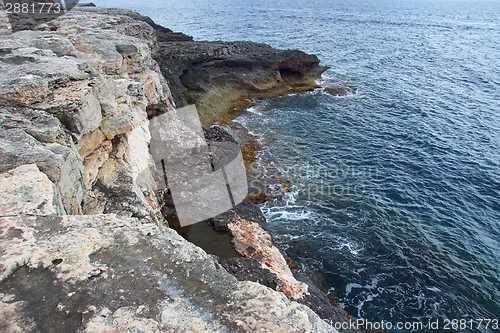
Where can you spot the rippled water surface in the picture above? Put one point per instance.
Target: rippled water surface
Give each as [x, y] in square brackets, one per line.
[397, 189]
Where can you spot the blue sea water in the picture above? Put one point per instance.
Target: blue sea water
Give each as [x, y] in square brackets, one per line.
[396, 189]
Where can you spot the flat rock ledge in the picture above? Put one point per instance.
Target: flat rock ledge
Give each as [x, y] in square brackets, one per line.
[83, 244]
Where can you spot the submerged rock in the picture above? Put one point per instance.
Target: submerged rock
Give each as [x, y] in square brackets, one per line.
[339, 90]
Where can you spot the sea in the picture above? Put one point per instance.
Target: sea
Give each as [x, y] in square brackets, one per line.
[396, 189]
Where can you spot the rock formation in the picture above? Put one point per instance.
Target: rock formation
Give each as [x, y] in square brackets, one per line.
[84, 246]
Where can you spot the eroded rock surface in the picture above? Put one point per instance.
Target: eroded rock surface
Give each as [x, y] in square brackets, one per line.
[83, 247]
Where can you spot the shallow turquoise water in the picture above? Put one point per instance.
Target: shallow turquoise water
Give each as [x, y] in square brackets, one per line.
[410, 227]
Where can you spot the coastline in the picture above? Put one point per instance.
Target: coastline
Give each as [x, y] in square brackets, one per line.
[86, 165]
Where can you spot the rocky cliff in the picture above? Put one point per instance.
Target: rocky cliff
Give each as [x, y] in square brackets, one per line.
[84, 243]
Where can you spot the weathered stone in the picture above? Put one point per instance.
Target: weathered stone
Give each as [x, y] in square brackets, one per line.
[339, 90]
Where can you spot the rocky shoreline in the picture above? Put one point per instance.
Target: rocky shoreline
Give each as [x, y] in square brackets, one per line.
[85, 239]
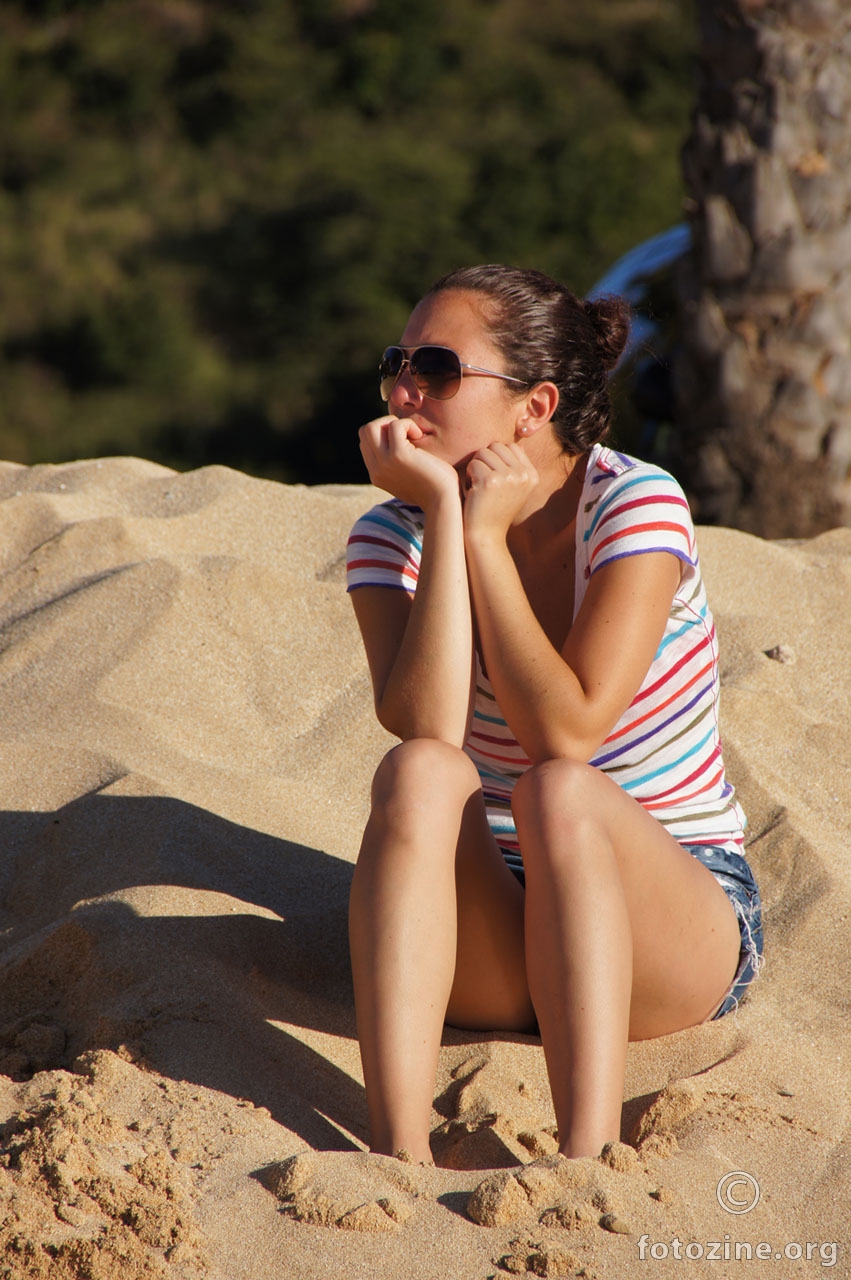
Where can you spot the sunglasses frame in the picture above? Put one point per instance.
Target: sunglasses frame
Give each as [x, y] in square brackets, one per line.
[408, 353]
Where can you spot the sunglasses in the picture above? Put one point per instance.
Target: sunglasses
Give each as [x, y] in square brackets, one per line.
[435, 371]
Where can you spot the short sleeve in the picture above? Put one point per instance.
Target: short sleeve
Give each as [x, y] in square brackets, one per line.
[385, 547]
[641, 510]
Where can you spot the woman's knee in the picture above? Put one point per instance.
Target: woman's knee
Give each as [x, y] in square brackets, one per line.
[424, 769]
[561, 789]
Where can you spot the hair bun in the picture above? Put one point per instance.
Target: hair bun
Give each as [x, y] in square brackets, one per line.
[611, 320]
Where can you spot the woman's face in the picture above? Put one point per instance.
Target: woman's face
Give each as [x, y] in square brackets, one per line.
[484, 408]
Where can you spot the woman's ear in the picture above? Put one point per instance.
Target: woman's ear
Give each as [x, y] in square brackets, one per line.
[536, 408]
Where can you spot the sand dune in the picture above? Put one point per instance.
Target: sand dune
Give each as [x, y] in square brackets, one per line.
[186, 748]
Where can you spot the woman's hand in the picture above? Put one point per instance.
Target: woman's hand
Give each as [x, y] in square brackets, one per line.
[394, 462]
[499, 481]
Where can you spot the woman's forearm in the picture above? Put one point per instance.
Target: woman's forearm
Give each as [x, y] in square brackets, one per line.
[428, 691]
[539, 694]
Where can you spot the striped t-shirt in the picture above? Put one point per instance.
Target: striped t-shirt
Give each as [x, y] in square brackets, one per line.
[666, 748]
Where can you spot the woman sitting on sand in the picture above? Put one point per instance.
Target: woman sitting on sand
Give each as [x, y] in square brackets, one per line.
[553, 844]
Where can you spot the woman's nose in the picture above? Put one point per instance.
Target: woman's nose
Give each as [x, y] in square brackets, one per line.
[405, 389]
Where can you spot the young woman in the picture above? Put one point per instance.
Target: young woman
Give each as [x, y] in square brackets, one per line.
[553, 845]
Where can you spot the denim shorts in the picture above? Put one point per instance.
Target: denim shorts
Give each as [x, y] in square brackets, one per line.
[736, 878]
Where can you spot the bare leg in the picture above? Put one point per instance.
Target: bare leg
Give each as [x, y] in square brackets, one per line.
[627, 936]
[402, 935]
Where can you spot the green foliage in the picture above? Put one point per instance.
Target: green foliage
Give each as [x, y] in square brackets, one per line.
[214, 215]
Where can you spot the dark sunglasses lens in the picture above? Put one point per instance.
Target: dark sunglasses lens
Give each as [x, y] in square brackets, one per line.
[435, 371]
[389, 368]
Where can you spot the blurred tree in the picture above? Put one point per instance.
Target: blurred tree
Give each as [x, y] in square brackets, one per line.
[764, 370]
[214, 214]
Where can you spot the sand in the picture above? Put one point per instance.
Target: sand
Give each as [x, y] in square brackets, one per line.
[186, 748]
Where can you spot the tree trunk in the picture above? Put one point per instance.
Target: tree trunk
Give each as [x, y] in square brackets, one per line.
[763, 374]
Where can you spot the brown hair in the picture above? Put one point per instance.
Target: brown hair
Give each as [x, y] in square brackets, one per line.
[545, 333]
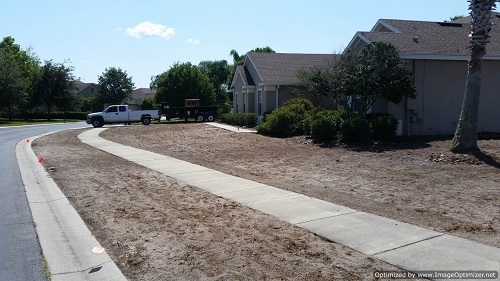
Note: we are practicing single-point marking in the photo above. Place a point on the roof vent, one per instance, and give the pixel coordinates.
(452, 24)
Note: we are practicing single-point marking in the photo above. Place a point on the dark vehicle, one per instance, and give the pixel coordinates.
(192, 109)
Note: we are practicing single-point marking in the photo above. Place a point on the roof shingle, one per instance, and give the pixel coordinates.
(435, 38)
(283, 68)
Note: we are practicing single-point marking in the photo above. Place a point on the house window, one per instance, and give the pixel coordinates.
(259, 103)
(244, 102)
(236, 102)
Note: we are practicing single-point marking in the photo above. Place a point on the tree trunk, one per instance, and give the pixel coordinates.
(465, 139)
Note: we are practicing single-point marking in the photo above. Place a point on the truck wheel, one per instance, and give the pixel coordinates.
(97, 123)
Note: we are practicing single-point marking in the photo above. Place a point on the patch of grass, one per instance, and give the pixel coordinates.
(46, 269)
(20, 122)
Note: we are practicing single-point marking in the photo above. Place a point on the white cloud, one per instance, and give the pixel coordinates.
(149, 29)
(193, 41)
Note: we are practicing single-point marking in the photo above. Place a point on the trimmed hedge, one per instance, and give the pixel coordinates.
(248, 120)
(292, 119)
(328, 125)
(382, 126)
(353, 127)
(325, 125)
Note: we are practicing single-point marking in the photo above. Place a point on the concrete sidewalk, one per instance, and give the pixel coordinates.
(67, 244)
(408, 246)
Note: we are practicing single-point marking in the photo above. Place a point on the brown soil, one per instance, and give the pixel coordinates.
(416, 181)
(156, 228)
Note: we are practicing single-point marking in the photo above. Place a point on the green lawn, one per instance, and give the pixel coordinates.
(4, 122)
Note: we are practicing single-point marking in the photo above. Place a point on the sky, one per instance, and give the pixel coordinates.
(146, 37)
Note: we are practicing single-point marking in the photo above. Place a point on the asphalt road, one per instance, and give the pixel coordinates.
(20, 252)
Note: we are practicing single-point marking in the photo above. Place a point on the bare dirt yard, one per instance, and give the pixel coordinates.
(158, 229)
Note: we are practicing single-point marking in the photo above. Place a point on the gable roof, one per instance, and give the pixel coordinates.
(283, 68)
(245, 75)
(423, 39)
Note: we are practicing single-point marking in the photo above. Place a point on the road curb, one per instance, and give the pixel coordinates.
(67, 244)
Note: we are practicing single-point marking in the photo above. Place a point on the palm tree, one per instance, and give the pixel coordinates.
(465, 139)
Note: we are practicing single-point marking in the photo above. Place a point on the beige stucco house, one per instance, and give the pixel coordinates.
(264, 81)
(436, 52)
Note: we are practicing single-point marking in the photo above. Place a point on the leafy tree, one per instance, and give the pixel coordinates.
(357, 80)
(55, 86)
(465, 139)
(18, 68)
(114, 86)
(183, 81)
(217, 72)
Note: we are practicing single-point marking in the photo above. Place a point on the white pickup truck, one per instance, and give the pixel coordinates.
(121, 114)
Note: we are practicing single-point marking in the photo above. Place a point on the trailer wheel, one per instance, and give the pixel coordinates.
(97, 122)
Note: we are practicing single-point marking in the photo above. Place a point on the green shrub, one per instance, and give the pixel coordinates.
(289, 120)
(325, 125)
(382, 126)
(353, 127)
(248, 120)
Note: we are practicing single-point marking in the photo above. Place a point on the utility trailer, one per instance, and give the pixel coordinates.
(191, 109)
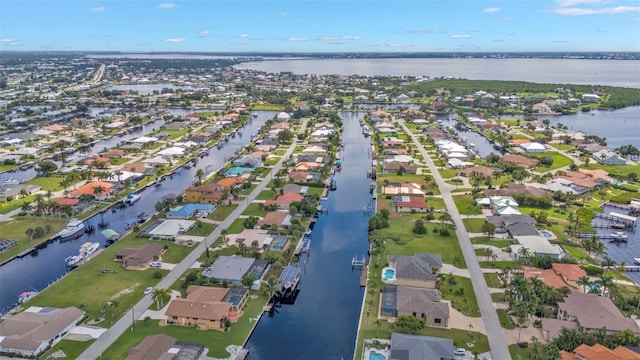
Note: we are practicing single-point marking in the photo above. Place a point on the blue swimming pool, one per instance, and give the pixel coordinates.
(390, 274)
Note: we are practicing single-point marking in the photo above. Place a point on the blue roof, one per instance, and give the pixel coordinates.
(238, 170)
(188, 209)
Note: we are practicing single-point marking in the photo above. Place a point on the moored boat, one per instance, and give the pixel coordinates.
(74, 228)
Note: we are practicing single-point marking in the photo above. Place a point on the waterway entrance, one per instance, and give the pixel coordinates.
(322, 323)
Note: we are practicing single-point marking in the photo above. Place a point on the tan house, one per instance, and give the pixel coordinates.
(139, 259)
(419, 270)
(421, 303)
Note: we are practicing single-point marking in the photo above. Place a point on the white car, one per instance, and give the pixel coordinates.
(460, 351)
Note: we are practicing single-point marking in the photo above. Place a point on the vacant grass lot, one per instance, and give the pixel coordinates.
(474, 224)
(401, 241)
(466, 205)
(221, 212)
(91, 289)
(16, 228)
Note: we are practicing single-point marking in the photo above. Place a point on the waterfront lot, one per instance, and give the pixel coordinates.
(16, 230)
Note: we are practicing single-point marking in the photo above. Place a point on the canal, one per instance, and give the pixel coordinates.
(323, 321)
(35, 271)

## Given task
Only the lines from the one containing "the white pickup" through the last line of the entries above belong in the copy; reproduce them exactly and drop every picture.

## Result
Note: we are practicing single-point marking in the photo above. Place a point on the white pickup truck, one per instance, and give the pixel coordinates.
(121, 114)
Note: we are practicing single-point marking in the photo above. Place a point on the trailer wheel, one per instance, and give the pixel coordinates.
(97, 122)
Note: we are practicing single-point marking in the photo above. Place a point on the green shrub, one per instance, and give the pixel coordinates.
(289, 120)
(325, 125)
(382, 126)
(353, 127)
(248, 120)
Note: we are practicing single-point marking in the photo above. Place a point on the utility trailer, one per instance, and give the pixel coordinates.
(191, 109)
Note: we are practicing single-point marking in the photo above. Place a point on the blue swimming pool, one per instance, and give the pixel coordinates.
(390, 274)
Note: we are practicing single-point marking in the photo above. Place a point on the blue roof, one per instance, and give the pixel coordinates.
(238, 170)
(188, 209)
Note: we are practicing single-point marking in the photo above. Place a point on the moored boat, one per instance, and give the pixel coordinates.
(74, 228)
Note: we are practicing single-point marking in the photo above. Place a point on the waterway entrance, one per instance, and give the pixel coordinates.
(322, 323)
Note: we are practicing single-point marking in the photo above. Place a point on the tan house, one per instance, and give the pixel coordinates.
(139, 259)
(419, 270)
(421, 303)
Note: we are practicing single-point marking in the photo above. Place a point on the white car, one per instance, and give the pixel coordinates.
(460, 351)
Note: we are practicing single-point marking in the photo above. Place a point on the vacant grass lot, one per instance, and give the pixel coordinates.
(474, 224)
(401, 241)
(466, 205)
(221, 212)
(91, 289)
(16, 228)
Note: we are practicing single-point marking in the photo above. Place a point on the waterfront lot, one per instance, and give the pixel coordinates.
(16, 230)
Note: we are practicing single-point marking in the photo above. Place a point on the canal, one per instance, and give the pixel coordinates.
(323, 321)
(35, 271)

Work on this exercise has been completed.